All lines from the one that contains "Annotate each instance of the laptop keyboard" through the final line of the entries must be repeated exactly. No other lines belong in the output.

****************

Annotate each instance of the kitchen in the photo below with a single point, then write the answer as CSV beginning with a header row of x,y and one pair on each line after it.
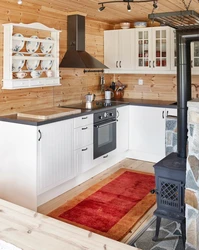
x,y
74,81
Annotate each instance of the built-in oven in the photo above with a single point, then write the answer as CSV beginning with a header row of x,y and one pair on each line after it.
x,y
104,132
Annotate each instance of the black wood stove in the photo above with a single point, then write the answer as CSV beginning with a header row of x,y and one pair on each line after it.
x,y
170,172
170,186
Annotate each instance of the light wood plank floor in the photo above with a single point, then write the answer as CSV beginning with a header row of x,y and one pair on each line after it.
x,y
127,163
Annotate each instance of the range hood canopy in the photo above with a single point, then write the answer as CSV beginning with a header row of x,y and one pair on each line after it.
x,y
180,20
76,56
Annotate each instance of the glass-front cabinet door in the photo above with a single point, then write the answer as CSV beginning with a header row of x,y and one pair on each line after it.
x,y
153,48
161,48
143,51
195,57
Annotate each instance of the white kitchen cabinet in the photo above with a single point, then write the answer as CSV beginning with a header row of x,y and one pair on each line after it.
x,y
55,154
122,129
34,160
83,143
147,132
152,49
41,55
119,49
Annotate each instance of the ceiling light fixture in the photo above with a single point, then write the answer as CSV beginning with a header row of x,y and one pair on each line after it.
x,y
128,5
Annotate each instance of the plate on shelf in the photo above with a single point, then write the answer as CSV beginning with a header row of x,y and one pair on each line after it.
x,y
17,45
17,64
45,46
32,46
32,64
46,64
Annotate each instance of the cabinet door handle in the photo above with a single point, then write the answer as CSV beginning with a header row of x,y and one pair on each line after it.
x,y
85,128
40,135
149,64
84,149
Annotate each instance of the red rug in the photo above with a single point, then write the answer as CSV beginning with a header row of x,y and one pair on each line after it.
x,y
101,207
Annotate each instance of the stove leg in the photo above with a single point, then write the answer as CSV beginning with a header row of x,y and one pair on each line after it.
x,y
158,221
183,232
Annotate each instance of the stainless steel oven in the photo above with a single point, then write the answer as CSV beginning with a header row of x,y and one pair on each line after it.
x,y
104,132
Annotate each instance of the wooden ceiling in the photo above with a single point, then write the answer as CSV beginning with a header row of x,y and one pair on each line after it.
x,y
115,13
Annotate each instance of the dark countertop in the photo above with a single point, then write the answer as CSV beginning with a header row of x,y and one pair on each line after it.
x,y
119,103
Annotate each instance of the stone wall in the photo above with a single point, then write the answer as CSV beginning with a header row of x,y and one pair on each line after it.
x,y
192,177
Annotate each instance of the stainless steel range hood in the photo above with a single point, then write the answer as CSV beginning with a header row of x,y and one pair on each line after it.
x,y
180,20
76,56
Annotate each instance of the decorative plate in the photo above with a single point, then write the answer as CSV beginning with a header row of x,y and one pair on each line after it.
x,y
32,46
17,45
46,64
32,64
46,47
17,64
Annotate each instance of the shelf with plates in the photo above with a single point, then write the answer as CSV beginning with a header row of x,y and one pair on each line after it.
x,y
31,56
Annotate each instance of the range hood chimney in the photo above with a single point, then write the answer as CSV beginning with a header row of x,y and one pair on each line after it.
x,y
76,56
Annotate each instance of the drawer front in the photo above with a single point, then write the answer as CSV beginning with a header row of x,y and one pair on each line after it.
x,y
83,120
83,136
83,158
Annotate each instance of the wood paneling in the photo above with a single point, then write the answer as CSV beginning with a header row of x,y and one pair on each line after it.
x,y
76,84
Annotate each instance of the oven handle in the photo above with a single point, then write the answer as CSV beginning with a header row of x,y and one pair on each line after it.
x,y
105,124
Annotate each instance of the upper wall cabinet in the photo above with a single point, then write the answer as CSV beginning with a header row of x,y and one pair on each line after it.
x,y
31,56
138,50
119,49
153,49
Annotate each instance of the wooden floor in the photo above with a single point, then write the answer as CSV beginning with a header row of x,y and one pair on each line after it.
x,y
127,163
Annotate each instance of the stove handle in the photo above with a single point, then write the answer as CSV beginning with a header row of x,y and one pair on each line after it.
x,y
105,124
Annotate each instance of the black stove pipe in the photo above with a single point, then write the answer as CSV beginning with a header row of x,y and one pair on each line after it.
x,y
183,41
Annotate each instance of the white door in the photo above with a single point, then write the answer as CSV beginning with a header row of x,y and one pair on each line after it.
x,y
125,49
55,151
122,129
147,133
111,49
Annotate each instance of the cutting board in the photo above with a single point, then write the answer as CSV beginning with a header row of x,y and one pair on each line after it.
x,y
48,113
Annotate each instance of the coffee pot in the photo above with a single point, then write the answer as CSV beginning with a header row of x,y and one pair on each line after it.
x,y
90,97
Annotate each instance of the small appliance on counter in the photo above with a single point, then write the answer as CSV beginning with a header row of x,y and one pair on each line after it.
x,y
89,99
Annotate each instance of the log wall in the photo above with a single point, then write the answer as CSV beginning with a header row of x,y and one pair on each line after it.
x,y
75,84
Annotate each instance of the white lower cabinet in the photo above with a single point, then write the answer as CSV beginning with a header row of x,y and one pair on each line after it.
x,y
83,143
55,154
122,129
147,132
83,158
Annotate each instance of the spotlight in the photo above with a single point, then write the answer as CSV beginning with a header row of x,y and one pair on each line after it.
x,y
101,8
155,5
129,7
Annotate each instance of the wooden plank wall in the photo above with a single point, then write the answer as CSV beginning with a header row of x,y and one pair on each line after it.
x,y
75,84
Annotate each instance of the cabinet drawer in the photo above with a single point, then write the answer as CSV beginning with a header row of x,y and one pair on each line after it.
x,y
83,120
83,136
83,158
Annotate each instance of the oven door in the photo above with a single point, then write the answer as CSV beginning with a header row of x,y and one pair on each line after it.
x,y
104,137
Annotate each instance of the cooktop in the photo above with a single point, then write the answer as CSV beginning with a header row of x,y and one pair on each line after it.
x,y
94,105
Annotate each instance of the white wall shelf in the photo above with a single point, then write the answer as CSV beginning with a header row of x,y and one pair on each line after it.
x,y
10,81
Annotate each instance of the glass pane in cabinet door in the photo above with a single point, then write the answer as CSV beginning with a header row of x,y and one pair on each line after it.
x,y
196,49
157,34
140,62
157,48
196,62
157,62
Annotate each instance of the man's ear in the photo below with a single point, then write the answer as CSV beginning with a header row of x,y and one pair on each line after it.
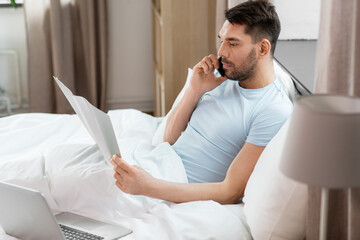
x,y
264,47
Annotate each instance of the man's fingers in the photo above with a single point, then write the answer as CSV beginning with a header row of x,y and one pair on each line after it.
x,y
122,164
214,60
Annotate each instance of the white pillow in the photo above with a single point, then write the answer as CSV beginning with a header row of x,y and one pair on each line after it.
x,y
274,205
279,72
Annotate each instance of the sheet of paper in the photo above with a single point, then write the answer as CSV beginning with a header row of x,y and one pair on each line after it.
x,y
96,122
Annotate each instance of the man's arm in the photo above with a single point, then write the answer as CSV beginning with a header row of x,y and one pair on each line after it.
x,y
202,81
134,180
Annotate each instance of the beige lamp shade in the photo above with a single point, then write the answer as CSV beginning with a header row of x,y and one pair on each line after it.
x,y
323,142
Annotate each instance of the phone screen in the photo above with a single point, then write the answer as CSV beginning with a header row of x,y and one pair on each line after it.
x,y
221,69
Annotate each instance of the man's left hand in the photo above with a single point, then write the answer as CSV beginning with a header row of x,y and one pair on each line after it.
x,y
130,178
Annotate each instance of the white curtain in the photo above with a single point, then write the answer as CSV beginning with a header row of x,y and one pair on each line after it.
x,y
338,72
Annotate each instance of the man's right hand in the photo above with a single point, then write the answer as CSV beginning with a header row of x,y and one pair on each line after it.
x,y
203,78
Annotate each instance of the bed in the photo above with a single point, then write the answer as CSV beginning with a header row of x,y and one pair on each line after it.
x,y
54,154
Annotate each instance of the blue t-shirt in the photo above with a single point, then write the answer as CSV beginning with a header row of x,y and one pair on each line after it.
x,y
224,119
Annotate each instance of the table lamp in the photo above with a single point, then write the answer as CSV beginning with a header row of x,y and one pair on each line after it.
x,y
322,147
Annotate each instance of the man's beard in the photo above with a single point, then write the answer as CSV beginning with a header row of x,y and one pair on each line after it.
x,y
245,71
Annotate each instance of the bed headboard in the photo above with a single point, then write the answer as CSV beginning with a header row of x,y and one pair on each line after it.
x,y
300,88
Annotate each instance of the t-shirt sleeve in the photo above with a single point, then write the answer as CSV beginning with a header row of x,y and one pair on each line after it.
x,y
267,123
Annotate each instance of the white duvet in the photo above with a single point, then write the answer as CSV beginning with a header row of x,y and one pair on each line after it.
x,y
54,154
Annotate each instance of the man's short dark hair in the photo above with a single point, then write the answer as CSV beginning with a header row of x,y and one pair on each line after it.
x,y
260,18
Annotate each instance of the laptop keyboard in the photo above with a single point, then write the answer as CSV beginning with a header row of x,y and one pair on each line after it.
x,y
74,234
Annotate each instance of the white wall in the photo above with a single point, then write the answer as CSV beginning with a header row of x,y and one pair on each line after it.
x,y
299,19
130,45
13,36
130,55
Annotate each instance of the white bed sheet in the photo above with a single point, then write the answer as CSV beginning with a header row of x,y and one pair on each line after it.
x,y
53,153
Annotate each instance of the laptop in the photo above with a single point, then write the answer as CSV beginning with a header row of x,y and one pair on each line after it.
x,y
25,214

****************

> _Result for this task_
Annotate each instance of the laptop keyboard in the photo above with a single point, then write the answer as CSV beginning with a header row of x,y and one pair on each line after it.
x,y
74,234
Annotate each instance of the white wall in the photo above with a single point, then write the answer as CSV beginning with a header row of x,y and one pair on each line after it.
x,y
299,19
130,45
13,36
130,55
Annotate each instance of the white bed sheet in the photo above with a single point, then write the answer as CSV beginning with a header row of x,y and one pair on each line after it.
x,y
53,153
Annotate each instance of the laptop in the photo above with a single point, then write the answer as CSV beginning with a header row of x,y and one pair on each line after it.
x,y
25,214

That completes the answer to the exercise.